**YOUR TASK**
Please copy every line from the one containing "Worksheet item 7: Locate every instance of the girl's other" down to the one containing "[123,69,134,82]", both ends included, leaving each line as it is except that every bounding-box coordinate is shifted by -131. Reproduce only those lines.

--- Start of DATASET RECORDS ---

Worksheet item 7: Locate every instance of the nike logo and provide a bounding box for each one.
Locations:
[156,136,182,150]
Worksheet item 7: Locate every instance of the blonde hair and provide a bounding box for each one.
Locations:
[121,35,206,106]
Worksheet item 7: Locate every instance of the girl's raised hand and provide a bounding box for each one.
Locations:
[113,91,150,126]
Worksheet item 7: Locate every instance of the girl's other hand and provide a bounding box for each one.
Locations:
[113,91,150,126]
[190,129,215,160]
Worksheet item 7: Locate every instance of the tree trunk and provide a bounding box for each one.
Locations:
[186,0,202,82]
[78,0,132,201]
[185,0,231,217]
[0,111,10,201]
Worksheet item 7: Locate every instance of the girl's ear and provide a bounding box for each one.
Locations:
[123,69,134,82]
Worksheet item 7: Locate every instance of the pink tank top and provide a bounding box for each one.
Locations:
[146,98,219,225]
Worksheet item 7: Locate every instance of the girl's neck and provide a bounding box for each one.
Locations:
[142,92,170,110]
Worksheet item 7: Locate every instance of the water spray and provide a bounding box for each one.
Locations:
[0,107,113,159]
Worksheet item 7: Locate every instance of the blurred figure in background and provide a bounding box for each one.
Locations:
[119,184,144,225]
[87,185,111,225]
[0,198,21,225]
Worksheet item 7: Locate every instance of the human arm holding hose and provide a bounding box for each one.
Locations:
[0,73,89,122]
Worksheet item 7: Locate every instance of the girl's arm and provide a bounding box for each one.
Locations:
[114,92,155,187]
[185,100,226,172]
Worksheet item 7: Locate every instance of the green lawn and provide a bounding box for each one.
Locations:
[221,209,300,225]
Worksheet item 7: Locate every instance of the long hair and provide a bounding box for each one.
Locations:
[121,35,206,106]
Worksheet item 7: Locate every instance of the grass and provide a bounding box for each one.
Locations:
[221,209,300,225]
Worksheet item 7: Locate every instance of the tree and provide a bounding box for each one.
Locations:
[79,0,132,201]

--- End of DATASET RECORDS ---

**ANSWER TO THE PROBLEM**
Worksheet item 7: Locate every instance of the girl's other hand and provide a bounding box for each one.
Locations:
[-18,-40,19,-5]
[59,-2,84,29]
Worksheet item 7: Locate every instance of the tree trunk and provide a bounding box for each one.
Locations:
[55,-131,71,-49]
[-53,-131,1,70]
[54,-131,100,86]
[-131,-20,-121,70]
Worksheet item 7: Locate every instance of the girl's ear and provide a bounding box for each one.
Locations:
[-8,-62,3,-49]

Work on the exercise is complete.